Records from a data collection
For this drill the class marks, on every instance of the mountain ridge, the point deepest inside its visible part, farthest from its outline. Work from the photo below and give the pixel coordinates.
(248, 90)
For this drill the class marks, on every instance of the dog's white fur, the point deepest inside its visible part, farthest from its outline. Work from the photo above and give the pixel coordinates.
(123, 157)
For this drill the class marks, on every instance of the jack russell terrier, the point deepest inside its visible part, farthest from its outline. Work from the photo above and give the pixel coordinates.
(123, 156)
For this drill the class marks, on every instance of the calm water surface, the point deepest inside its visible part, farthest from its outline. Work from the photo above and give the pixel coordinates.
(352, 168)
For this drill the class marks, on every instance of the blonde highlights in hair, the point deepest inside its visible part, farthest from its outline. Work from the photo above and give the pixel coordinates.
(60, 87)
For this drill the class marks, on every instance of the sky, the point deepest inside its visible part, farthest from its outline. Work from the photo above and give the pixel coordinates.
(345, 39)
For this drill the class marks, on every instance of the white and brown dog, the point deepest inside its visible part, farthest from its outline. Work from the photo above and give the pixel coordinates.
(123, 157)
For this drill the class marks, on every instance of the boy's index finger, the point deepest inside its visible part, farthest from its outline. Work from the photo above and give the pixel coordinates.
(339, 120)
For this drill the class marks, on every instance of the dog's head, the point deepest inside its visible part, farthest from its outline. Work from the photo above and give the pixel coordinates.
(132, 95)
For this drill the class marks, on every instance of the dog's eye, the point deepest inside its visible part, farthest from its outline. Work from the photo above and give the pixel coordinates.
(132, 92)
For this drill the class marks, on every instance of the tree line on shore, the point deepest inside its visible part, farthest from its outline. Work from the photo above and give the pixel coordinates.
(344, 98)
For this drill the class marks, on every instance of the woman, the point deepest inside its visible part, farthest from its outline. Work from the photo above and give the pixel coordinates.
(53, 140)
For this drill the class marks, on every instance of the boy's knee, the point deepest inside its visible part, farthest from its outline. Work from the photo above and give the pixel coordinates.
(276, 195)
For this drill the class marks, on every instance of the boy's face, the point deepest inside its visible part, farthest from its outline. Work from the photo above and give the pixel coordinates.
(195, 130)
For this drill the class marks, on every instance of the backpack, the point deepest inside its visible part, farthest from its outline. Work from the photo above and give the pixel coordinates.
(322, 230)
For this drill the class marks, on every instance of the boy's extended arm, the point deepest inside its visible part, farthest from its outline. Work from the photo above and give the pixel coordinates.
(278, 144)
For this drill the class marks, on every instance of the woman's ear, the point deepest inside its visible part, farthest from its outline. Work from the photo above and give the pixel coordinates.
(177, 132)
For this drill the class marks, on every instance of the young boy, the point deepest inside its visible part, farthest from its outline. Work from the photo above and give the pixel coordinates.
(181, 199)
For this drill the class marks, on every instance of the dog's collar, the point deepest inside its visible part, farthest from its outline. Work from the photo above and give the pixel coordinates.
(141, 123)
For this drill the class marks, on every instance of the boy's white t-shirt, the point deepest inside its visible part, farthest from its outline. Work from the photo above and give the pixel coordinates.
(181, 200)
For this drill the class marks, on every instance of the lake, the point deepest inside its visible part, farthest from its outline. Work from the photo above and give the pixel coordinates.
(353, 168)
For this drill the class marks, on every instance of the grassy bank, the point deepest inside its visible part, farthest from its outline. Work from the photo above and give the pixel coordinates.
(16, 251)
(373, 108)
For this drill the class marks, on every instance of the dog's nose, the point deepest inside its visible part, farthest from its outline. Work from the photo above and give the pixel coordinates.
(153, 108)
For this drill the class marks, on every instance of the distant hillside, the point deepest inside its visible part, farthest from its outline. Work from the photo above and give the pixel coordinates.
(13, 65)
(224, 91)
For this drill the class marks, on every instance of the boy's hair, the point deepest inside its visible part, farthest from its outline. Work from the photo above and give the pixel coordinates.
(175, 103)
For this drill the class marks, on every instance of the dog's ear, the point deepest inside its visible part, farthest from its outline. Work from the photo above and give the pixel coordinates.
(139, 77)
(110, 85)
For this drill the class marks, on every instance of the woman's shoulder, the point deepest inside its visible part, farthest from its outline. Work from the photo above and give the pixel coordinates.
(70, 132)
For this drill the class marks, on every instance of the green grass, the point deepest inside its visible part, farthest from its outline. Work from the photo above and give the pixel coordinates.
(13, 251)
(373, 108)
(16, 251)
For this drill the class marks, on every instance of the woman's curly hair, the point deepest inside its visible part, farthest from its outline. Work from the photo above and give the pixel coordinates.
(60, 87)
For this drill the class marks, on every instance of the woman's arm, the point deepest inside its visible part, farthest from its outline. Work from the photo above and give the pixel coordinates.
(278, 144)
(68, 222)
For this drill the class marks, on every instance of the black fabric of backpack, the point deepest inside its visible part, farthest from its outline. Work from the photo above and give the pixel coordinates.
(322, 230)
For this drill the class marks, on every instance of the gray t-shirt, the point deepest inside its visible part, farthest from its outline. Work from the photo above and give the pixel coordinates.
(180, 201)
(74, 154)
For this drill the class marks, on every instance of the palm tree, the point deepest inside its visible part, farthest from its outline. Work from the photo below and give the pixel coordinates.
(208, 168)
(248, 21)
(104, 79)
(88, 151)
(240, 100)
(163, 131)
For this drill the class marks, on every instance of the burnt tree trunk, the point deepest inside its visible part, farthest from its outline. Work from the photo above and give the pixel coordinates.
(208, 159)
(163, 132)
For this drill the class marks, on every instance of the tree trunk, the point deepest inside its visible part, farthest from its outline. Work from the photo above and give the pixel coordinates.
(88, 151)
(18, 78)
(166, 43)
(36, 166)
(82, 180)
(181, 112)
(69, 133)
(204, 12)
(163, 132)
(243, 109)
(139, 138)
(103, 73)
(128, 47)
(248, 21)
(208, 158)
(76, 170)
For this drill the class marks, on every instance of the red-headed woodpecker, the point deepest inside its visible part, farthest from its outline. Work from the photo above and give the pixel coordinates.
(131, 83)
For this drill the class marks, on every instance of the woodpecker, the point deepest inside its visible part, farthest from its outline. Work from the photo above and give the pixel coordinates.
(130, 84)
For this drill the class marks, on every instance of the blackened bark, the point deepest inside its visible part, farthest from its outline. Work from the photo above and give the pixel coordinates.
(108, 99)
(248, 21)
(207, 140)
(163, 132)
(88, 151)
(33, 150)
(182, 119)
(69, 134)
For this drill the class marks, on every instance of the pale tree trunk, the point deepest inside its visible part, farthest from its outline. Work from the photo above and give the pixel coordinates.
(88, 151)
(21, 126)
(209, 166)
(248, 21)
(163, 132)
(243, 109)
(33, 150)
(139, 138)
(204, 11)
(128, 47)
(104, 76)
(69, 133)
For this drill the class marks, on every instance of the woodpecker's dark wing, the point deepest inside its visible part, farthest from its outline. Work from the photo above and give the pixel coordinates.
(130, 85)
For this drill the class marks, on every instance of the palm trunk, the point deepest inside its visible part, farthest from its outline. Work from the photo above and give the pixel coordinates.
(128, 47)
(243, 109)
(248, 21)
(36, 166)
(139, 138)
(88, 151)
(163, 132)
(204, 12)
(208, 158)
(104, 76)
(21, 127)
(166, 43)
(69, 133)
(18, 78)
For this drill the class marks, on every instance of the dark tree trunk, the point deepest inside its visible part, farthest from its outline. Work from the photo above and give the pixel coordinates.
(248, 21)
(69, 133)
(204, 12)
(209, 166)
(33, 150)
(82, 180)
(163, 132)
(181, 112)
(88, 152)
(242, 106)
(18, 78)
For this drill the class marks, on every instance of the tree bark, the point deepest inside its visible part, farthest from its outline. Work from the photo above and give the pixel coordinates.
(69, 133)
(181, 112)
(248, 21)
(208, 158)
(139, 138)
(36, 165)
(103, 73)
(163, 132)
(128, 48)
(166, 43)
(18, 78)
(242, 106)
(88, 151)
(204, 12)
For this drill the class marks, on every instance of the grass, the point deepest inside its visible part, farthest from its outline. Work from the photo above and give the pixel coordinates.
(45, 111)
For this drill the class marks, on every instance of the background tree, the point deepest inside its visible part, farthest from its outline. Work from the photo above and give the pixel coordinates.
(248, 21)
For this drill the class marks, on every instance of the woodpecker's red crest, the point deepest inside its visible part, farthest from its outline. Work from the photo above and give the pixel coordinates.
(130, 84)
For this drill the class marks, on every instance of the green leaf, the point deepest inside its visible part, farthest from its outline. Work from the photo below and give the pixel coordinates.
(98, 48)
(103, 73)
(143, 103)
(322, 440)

**Exercise aim:** Only the lines from the one holding "the grass, the" through the final line of the entries, both included, should be given again, word for word.

**Task result:**
For this drill the class marks, on every instance of the grass, the point deepest inside its visible part, farthest from its outline. Work from the photo above and give the pixel coordinates.
(45, 111)
For this drill the class marks, on every instance of the background tree, the point deepest inside its visible part, farthest from its outline. Work from the photo above and give the pixel coordinates.
(248, 21)
For this drill the class marks, on every instance of the woodpecker's red crest, the point deepest inside its visible part, farthest from its outline. Work from the photo above and give the pixel coordinates.
(130, 84)
For this drill the class marks, on every instance of the green leaf, the point deepest inside its visible part, farthest from its outline. Work from the photo below and give the pixel coordinates.
(98, 48)
(103, 73)
(143, 103)
(322, 440)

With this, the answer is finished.